■ **TASK TO COMPLETE**
Extend the comment thread on Sony's lawsuit against Hotz, beginning after its final sentence.

■ **SELECTED EXTRACT**
But if i had enough evidences to achieve an indictment against the hacker I would also move to the court. But Sony, like 73 said, ddidn´t have these evidences…or why have you thought Mr. Hotz wasn´t “doomed”.
#84
DSB
24/04/11, 12:09 am
@82 Sure, but if the cops are seen running away as soon as they spot criminals on the street, then those people will probably be left with a concern or two more than they had before.
And that is exactly what Sony did.
The people advocating a legal response should probably consider what the alternative to a settlement would’ve been. Should he have been fined a hundred million dollars? Should he have been fined a thousand million dollars? Should the judge have made sure that the debt be transferred onto his next of kin in the event of his demise?
None of that would’ve helped the company, deterred pirates, or put a damper on anyones passion to engage in homebrew or cracking in the future.
Really, there’s no win to be had, so starting a war to underline that fact is the stupidest thing you could do.
I’m not saying it isn’t perfectly standard procedure, fuck knows Sony has had the opportunity to learn from countless others making the very same mistake over the last 20 years, but it’s so obviously not a very good solution.
You can’t crack down on pirates. All you can do is try to be one step ahead. Be smarter, not angrier. Sony did pretty well on that, until they fell behind and made sure everybody, everywhere knew about it.
#85
bluffbluff03
24/04/11, 12:14 am
Wouldn´t it be the best way to give Hotz a job at Sony in the section “PSN-safety”…I mean, who knows the PSNs holey places better than him =)
#86
Aimless
24/04/11, 12:21 am
@84 Suing Hotz was an act of appeasement, I highly doubt anyone at Sony thought anything good would come of it; I bet there were people breathing sighs of relief when a settlement was reached.
The truth is if they hadn’t loosed the lawyers this very article wouldn’t be commending their restraint. If anything it would probably be accusing Sony of sitting on their hands whilst the hacker threat ran wild blah, blah, blah.
Confidence is gained through giving people what they want so they don’t have to think about it, not making the ‘right’ choice.
#87
e13
24/04/11, 12:28 am
You know that bully who everyone says will pick on that wrong guy.
Sony pushed that wrong person.
Their tactic of sue them into the ground didn’t work.
All Sony’s lawyers and lawsuits are useless, and they have no way to save
face.

■ **DATASET RECORDS**
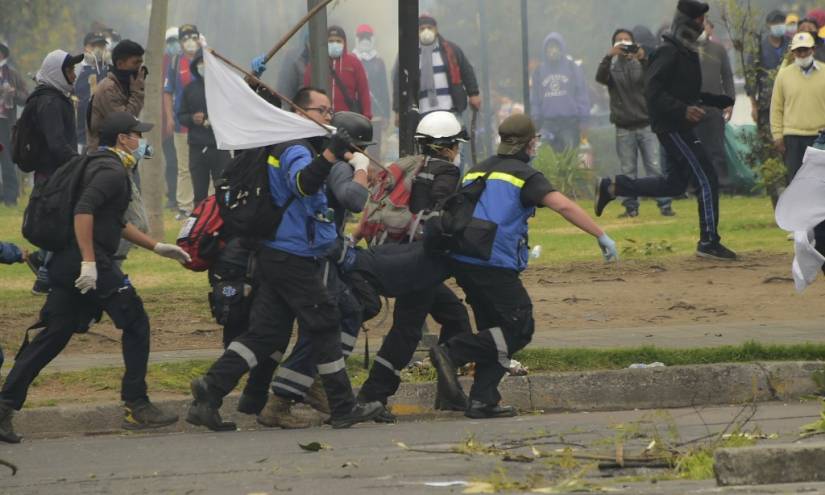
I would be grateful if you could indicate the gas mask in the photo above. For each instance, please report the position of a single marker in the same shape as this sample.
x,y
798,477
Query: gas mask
x,y
427,36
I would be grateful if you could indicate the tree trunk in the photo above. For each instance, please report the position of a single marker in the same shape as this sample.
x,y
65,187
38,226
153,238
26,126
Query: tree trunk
x,y
152,171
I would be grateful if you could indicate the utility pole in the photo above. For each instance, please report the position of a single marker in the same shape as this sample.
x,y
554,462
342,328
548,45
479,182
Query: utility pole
x,y
525,58
152,171
319,56
408,75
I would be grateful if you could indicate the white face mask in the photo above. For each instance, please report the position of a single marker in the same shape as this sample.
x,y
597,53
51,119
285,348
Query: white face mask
x,y
190,46
805,62
427,36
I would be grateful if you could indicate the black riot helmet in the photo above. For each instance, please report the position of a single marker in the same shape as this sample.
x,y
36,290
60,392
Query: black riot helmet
x,y
358,127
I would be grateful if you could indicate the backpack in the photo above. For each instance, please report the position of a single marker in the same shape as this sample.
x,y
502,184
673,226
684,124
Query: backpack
x,y
48,221
243,196
454,229
200,235
387,214
26,139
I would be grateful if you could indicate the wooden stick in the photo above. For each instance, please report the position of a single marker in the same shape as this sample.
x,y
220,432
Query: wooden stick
x,y
298,109
294,30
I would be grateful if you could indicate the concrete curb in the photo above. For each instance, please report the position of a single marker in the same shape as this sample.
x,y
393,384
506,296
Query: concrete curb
x,y
651,388
770,465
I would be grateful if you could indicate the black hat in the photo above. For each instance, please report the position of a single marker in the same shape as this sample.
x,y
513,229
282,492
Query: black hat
x,y
94,38
358,127
693,8
427,20
122,123
337,31
187,30
775,17
126,49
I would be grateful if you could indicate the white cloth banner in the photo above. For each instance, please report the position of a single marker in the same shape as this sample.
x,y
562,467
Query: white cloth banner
x,y
241,119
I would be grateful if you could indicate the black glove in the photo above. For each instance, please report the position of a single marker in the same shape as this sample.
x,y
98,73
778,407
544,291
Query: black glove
x,y
340,144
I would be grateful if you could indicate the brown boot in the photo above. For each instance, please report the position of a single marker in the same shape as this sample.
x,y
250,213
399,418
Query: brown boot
x,y
278,413
317,397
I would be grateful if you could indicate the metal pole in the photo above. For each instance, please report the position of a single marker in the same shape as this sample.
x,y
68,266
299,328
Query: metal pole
x,y
525,58
408,75
486,105
319,57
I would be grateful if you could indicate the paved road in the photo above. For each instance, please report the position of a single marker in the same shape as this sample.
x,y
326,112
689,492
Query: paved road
x,y
363,460
678,336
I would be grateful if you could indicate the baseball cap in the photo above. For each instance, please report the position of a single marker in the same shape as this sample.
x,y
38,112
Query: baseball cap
x,y
802,40
515,132
123,123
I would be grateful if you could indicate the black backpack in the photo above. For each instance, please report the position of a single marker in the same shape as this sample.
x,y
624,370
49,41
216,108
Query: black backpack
x,y
26,139
244,198
48,221
453,229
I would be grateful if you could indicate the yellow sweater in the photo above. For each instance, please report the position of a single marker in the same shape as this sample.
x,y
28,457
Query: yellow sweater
x,y
798,102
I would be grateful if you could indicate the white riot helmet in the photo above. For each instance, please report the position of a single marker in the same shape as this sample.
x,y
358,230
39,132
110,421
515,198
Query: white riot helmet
x,y
440,128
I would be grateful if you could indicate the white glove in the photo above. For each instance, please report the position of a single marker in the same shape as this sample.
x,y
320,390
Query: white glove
x,y
88,277
360,161
608,247
172,251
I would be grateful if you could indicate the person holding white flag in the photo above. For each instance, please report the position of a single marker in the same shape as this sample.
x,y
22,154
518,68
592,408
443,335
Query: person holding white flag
x,y
290,268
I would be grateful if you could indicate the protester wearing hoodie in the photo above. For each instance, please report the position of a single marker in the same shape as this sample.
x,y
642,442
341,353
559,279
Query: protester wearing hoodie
x,y
674,99
347,77
622,70
205,159
12,93
559,96
92,71
377,77
121,91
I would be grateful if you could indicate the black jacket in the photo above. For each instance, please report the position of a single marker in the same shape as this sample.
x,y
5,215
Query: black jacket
x,y
459,90
192,102
55,123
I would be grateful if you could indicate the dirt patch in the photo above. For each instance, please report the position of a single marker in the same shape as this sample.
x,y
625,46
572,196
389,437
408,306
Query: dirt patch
x,y
664,291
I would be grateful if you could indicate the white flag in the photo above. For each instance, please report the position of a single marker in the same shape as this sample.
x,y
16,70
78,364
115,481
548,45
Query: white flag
x,y
241,119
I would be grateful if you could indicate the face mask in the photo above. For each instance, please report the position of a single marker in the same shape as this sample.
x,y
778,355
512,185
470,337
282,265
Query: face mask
x,y
365,45
805,62
426,36
335,49
190,46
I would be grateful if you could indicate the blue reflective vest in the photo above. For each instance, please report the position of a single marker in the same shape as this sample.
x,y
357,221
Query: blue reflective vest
x,y
501,204
307,228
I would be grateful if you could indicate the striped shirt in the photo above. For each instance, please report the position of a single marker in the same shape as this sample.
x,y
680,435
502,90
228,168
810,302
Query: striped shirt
x,y
442,86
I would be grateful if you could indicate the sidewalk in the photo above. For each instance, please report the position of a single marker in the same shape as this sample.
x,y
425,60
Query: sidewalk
x,y
678,336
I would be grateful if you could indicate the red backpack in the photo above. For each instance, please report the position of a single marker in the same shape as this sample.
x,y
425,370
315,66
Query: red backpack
x,y
387,215
200,235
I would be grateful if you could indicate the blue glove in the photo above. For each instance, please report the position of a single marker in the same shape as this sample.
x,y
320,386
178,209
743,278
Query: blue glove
x,y
608,247
258,65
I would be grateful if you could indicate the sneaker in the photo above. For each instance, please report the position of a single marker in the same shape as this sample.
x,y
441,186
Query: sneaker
x,y
203,412
450,395
7,433
316,397
41,288
278,414
251,404
603,195
714,250
359,414
480,410
142,414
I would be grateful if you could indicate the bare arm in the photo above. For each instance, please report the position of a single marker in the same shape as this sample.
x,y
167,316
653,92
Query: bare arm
x,y
571,212
83,231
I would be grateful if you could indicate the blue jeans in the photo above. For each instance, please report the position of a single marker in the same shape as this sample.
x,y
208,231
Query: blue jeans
x,y
630,143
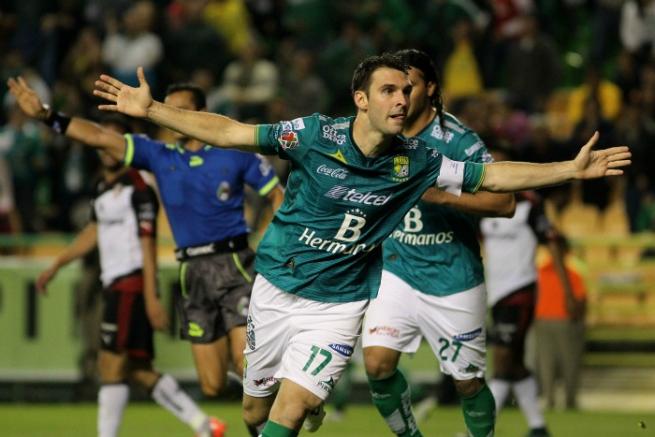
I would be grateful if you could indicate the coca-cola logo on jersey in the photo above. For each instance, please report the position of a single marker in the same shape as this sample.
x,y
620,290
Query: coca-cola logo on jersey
x,y
337,173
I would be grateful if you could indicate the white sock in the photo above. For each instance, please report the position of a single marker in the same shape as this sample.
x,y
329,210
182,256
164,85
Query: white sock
x,y
112,399
500,389
169,395
526,396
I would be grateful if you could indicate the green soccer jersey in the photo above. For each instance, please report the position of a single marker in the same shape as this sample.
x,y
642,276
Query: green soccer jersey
x,y
324,243
435,248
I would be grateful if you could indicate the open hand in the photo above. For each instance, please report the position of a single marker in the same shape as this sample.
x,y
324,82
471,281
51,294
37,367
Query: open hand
x,y
599,163
126,99
27,99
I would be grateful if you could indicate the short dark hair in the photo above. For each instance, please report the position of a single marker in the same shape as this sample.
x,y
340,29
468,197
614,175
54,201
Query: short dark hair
x,y
423,62
364,71
197,94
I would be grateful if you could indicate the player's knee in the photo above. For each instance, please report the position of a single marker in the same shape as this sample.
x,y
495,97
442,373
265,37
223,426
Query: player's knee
x,y
468,387
378,365
212,386
254,413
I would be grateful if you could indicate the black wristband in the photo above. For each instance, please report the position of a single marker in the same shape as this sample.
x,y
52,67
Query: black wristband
x,y
58,121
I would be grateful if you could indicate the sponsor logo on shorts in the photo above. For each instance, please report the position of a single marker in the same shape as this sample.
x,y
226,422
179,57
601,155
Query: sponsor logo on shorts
x,y
342,349
384,330
194,330
471,368
288,140
340,192
250,333
468,336
327,385
265,382
337,173
333,135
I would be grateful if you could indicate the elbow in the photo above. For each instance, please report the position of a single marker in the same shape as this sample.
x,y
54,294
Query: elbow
x,y
509,206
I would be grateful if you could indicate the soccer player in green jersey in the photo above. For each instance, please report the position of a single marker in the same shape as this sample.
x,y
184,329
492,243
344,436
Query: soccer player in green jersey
x,y
319,263
433,280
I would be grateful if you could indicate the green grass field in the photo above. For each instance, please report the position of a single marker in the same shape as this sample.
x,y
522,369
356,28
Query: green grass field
x,y
144,419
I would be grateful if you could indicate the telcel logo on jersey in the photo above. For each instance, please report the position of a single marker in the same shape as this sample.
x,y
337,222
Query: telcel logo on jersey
x,y
337,173
352,195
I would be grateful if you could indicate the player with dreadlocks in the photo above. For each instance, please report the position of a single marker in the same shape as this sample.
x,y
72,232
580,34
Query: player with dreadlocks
x,y
433,282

■ **ANSWER TO THIS PROBLEM**
#88
DSB
24/04/11, 12:38 am
@86 I honestly don’t see how anyone would be desperate enough to write an article on nothing happening weeks or months after the fact. Generally if you want to qualify a story, it’s a good thing to have something happen that you can write about, like a lawsuit. Not silence, not quiet. And that’s exactly why it hasn’t happened for Apple. And won’t happen.
Even if someone would write an article like that, it would be a niche opinion piece with a limited audience, as opposed to a dramatic online tsunami of posts and articles, publicizing a pointless lawsuit, that ends up with the people who started it, very publicly backing down.
I’m pretty sure Apple, its board, and its shareholders are just fine enjoying their success, rolling in mountains of cash and watching homebrew artists do whatever marginally disruptive things they do. And I think they’re pretty content not to be in the kind of trouble that Sony are in right now.
I think you’re right that it was an idiosyncratic decision, but making idiosyncratic decisions is the polar opposite of showing leadership. And the fact that someone commends you for showing a bit of common sense in an otherwise fairly unflattering article, shouldn’t really count as a victory to someone who has a worldwide service that’s down going on its third day.
#89
PEYJ
24/04/11, 12:49 am
@ 77
Hackers, homebrewers, idiots. The overall problem that has led to the apparent lack of trust in Sony this year is still caused by them and not Sony.
And since we don’t exactly know what the current situation is about, I don’t really see what the fuzz is all about. I this (http://www.thesixthaxis.com/2011/04/23/psn-down-the-theories/) turns out to be true, I don’t see how Sony has handled this situation so badly. An issue such as number 3 doesn’t really concern the customers, and I’m sure they have notified their partners to calm them down.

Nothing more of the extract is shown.